*Testo di riferimento*

........

Rimini (RN) | Il Trecento riminese come non lo avete mai visto
Una visione, prima che un programma di restauro. Restituire alla città di oggi lo spaccato della Forma Urbis è l’ambizioso programma su cui sta investendo il Comune di Rimini – Assessorato alla Cultura per la messa in valore della stagione che ha visto, all’alba del Trecento e per una manciata di decenni, il fiorire di una scuola pittorica altissima e di influenza adriatica.
Concorrono al progetto la Diocesi di Rimini, con l’accordo per il Giudizio di Giovanni da Rimini, e la Regione Emilia-Romagna – Servizio Patrimonio Culturale, già IBC, nell’ambito dei Piani 2020 – L.R. 18/2000, insieme alla Soprintendenza Archeologia Belle Arti e Paesaggio per le province di Ravenna Forlì-Cesena e Rimini per l’alta sorveglianza.
ll progetto espositivo si concentra sulle testimonianze conservate al Museo della città di Rimini, a cui si aggiunge l’imponente Giudizio proveniente dalla chiesa degli Eremitani di Sant’Agostino. Ma è alla ricomposizione di un contesto tuttora diffuso che il progetto guarda chiamando in causa i complessi monumentali collegati grazie al supporto delle tecnologie interattive e immersive.

........

*Dati forniti*
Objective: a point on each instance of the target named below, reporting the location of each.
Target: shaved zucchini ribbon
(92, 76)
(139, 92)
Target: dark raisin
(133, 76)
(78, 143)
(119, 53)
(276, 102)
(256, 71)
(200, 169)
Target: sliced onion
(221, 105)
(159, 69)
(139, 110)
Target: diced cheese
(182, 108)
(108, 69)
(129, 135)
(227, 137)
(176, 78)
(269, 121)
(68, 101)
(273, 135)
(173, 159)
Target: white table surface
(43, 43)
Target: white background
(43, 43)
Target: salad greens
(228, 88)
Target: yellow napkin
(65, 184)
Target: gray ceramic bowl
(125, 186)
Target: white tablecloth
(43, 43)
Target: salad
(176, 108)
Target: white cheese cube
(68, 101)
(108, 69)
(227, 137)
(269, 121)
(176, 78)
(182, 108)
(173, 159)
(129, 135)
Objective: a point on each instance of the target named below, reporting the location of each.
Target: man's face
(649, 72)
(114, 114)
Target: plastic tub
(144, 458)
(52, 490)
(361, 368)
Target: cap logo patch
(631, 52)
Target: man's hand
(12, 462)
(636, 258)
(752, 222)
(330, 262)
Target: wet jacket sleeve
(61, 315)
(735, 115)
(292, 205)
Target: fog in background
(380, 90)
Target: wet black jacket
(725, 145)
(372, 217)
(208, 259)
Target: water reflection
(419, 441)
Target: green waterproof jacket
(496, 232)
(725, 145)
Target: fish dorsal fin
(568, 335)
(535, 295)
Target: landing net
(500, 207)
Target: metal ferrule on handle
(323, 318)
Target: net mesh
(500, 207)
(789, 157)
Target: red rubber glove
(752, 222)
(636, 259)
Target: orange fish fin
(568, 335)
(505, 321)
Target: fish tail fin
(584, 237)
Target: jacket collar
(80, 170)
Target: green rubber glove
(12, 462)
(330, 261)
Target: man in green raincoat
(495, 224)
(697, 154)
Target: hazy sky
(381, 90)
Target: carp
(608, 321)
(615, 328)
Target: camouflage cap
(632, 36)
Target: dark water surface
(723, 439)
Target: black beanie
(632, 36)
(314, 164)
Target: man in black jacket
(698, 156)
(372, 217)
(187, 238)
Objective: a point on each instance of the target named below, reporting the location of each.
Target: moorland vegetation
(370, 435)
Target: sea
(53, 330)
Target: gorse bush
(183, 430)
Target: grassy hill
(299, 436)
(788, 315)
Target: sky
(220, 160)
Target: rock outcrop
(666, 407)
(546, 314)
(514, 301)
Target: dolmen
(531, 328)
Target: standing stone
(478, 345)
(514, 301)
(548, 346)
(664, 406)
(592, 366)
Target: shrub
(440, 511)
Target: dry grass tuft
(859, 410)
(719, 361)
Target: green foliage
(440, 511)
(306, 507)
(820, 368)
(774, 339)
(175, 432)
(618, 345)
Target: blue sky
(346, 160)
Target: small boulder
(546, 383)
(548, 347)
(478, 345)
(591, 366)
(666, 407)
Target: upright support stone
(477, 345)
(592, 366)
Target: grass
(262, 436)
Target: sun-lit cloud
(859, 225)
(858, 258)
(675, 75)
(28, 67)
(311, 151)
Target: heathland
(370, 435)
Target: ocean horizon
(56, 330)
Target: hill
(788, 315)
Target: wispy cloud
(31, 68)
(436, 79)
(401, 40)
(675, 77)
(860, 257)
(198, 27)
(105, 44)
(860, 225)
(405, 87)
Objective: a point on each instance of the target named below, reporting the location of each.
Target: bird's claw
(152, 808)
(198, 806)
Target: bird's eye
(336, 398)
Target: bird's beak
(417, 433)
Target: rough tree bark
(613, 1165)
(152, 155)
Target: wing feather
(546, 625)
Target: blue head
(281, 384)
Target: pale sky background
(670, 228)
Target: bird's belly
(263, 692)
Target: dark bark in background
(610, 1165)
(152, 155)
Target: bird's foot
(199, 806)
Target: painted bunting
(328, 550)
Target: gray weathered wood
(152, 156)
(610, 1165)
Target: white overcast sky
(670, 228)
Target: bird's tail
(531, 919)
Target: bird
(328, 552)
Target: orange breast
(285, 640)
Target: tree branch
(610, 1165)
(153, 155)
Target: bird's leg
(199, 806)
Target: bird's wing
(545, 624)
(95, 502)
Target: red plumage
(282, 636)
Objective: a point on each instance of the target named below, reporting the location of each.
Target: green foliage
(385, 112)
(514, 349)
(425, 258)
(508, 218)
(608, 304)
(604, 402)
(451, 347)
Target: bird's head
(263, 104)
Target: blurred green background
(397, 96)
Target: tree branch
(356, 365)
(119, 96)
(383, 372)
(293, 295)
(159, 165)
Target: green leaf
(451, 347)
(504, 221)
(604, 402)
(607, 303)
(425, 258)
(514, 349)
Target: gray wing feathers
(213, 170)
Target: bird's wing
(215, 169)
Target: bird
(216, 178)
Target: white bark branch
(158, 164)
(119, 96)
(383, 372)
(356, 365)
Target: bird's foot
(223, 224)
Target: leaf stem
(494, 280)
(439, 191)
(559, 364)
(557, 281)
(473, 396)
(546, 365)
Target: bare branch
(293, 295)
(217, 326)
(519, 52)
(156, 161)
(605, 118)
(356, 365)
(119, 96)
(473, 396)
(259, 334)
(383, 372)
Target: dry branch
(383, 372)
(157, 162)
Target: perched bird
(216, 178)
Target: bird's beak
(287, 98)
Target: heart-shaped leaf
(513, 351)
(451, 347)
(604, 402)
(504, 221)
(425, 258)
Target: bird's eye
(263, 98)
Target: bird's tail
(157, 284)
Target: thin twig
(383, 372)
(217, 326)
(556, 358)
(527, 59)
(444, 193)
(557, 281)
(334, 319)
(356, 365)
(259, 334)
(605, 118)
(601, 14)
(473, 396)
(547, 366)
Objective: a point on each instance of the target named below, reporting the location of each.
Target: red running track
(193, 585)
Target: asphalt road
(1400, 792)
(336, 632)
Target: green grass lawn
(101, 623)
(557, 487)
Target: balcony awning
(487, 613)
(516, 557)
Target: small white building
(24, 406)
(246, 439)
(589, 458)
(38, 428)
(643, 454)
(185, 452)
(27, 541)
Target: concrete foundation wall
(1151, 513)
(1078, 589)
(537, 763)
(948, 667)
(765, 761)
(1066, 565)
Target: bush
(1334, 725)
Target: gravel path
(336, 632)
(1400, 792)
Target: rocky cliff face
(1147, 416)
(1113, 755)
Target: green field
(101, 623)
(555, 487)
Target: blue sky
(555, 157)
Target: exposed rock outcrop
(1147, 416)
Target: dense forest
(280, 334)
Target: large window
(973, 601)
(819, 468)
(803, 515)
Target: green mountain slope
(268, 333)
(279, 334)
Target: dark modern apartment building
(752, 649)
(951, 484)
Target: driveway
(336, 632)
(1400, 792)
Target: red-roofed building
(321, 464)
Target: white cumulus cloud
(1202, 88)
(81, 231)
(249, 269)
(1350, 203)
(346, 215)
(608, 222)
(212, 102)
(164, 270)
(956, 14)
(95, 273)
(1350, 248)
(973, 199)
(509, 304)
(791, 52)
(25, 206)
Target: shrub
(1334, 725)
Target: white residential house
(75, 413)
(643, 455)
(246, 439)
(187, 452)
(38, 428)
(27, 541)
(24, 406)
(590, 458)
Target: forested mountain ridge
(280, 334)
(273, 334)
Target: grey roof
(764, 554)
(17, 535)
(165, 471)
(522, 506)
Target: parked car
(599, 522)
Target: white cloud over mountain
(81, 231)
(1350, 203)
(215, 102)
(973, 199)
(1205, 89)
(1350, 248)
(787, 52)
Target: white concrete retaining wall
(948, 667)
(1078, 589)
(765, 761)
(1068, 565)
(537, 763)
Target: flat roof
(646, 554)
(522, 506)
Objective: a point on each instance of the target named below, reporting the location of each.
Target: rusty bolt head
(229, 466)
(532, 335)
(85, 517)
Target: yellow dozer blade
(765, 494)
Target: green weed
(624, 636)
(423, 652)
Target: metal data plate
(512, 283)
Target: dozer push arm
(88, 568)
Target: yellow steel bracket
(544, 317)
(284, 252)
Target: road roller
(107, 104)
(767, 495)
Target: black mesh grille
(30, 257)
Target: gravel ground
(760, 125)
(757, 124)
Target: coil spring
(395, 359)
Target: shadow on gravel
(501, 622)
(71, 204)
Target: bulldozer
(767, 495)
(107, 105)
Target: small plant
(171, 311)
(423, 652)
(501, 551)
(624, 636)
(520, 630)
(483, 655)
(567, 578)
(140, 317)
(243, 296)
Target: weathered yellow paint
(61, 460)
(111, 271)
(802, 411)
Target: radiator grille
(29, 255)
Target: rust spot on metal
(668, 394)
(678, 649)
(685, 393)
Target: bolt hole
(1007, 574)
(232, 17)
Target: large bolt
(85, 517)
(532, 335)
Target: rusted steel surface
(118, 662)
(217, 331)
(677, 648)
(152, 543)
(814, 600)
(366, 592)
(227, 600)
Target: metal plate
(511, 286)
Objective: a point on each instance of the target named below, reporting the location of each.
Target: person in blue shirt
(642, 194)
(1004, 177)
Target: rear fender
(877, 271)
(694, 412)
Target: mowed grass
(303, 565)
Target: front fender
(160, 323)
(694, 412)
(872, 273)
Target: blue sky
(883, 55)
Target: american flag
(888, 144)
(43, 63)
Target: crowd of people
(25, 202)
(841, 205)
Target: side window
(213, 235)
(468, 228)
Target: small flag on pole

........

*Consegna*
Elenchi tutti gli enti che, secondo il brano sul Trecento riminese, investono nel progetto o vi concorrono.

*Risposta attesa*
- Comune di Rimini – Assessorato alla Cultura
- Diocesi di Rimini
- Regione Emilia-Romagna – Servizio Patrimonio Culturale
- Soprintendenza Archeologia Belle Arti e Paesaggio per le province di Ravenna Forlì-Cesena e Rimini